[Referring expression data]
Segment Open

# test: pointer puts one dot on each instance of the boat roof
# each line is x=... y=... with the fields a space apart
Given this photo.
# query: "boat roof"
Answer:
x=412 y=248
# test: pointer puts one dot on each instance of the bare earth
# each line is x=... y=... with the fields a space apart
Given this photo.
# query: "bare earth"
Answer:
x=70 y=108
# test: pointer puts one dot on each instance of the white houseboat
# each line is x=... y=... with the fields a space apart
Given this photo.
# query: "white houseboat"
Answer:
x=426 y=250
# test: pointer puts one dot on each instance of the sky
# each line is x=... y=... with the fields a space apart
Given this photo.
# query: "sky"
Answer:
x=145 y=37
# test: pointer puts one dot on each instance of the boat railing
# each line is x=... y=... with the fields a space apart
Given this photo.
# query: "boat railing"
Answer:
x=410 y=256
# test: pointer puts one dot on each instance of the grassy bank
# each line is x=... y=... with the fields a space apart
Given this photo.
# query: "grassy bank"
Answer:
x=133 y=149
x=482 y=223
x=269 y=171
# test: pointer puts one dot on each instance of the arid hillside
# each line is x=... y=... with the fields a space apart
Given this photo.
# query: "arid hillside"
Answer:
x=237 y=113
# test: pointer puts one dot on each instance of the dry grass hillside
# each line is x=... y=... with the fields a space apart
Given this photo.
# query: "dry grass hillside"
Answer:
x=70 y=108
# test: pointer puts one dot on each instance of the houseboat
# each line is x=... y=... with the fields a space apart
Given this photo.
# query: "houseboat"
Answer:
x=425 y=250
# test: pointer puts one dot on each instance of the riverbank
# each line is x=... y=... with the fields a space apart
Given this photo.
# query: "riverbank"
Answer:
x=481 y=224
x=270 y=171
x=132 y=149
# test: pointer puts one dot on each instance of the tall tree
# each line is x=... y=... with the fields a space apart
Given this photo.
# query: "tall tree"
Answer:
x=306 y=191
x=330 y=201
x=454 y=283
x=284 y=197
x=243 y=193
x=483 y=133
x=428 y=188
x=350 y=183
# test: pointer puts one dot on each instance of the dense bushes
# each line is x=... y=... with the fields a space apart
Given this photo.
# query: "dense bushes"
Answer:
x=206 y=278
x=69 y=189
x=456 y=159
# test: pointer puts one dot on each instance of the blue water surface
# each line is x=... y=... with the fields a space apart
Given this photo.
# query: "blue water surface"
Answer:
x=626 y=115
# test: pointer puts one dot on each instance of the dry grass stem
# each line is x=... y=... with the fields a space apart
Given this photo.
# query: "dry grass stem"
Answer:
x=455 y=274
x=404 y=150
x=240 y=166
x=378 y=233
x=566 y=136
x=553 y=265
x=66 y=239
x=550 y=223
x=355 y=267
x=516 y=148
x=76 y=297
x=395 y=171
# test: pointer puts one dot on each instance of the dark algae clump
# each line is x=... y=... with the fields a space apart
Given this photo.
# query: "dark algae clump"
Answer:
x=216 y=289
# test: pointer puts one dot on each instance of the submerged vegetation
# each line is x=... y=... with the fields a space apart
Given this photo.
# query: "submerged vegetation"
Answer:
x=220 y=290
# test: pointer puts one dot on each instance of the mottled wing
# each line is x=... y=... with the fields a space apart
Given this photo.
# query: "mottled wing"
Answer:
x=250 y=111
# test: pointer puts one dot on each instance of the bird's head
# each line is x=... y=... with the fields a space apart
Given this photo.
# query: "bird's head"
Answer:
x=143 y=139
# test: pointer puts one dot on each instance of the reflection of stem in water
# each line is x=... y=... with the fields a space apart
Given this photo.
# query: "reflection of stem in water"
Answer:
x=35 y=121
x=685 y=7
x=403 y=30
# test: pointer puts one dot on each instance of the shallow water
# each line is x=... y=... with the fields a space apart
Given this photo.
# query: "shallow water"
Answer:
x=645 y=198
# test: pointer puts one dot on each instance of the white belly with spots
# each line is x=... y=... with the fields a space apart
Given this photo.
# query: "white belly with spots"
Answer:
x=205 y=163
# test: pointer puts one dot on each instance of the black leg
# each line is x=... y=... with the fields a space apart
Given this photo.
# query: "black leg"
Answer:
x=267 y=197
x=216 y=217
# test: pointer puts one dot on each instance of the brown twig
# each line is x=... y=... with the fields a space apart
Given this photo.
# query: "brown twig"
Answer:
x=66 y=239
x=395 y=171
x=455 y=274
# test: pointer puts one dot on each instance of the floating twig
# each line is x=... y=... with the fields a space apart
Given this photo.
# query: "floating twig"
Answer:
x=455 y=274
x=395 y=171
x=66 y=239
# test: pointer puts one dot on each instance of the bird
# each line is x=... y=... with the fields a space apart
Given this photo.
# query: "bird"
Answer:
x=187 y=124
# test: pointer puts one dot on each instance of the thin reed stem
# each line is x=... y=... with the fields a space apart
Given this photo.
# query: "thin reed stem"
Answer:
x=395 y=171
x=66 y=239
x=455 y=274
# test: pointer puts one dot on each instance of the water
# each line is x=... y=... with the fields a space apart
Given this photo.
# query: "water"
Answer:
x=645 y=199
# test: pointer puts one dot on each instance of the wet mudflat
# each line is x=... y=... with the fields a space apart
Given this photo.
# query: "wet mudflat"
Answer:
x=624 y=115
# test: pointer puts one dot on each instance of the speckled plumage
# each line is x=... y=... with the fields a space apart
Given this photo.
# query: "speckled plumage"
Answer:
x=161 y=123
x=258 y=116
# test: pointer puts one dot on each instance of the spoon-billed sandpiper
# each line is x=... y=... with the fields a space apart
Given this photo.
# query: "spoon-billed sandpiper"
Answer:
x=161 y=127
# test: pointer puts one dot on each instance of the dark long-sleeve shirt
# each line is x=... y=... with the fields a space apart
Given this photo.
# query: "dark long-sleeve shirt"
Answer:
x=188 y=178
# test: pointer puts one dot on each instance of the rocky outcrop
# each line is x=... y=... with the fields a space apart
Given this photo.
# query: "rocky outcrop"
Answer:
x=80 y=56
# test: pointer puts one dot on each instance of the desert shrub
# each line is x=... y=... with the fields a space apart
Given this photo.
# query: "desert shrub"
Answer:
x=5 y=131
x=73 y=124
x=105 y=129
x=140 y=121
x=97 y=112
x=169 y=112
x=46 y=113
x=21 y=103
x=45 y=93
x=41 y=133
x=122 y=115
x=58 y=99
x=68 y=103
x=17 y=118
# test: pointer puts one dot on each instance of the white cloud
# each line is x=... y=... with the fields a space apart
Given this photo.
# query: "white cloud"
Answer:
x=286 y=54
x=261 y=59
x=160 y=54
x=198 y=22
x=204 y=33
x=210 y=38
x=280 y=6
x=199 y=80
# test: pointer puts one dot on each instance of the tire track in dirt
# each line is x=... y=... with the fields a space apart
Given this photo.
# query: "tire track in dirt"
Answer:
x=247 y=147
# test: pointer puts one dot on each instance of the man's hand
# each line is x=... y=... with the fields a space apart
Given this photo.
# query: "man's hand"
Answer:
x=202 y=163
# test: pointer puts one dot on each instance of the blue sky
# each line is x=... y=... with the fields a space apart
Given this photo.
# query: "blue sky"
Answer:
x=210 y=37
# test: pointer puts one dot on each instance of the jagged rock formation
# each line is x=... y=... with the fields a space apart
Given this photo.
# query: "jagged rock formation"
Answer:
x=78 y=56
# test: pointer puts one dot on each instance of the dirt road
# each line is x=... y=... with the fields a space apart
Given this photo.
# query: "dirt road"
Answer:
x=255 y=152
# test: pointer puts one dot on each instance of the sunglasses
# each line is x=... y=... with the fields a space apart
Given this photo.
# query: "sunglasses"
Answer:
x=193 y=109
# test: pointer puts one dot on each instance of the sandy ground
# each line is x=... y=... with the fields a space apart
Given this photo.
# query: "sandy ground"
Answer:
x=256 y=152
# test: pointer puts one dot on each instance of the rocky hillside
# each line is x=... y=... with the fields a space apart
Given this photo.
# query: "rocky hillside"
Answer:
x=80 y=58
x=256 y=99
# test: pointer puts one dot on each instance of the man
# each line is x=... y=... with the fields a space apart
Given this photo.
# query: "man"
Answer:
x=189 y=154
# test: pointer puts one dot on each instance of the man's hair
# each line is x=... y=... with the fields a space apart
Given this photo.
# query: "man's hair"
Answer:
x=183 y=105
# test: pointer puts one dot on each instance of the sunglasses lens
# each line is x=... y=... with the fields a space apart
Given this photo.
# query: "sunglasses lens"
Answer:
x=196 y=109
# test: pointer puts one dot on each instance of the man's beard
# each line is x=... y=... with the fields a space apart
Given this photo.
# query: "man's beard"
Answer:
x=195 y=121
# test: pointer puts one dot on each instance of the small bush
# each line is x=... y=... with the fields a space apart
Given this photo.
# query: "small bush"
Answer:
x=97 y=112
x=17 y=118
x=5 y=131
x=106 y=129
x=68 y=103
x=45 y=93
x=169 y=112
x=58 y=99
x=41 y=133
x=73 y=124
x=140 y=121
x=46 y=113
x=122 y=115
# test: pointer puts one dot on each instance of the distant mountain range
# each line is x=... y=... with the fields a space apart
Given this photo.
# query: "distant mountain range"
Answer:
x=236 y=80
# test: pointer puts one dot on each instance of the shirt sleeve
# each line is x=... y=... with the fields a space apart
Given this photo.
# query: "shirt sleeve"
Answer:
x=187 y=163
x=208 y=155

Segment Closed

- Problem statement:
Where the string "water" appears in a line of the entries above, return that line.

- Answer for this exercise:
# test: pointer puts one dot on each instance of the blue water surface
# query: "blue water surface"
# test: pointer puts one dot on each instance of the reflection of stem in water
# query: "reflection of stem in water"
# test: pointer puts one dot on each instance of the shallow water
# query: "shallow water"
# test: pointer puts one dot on each instance of the water
# query: "water"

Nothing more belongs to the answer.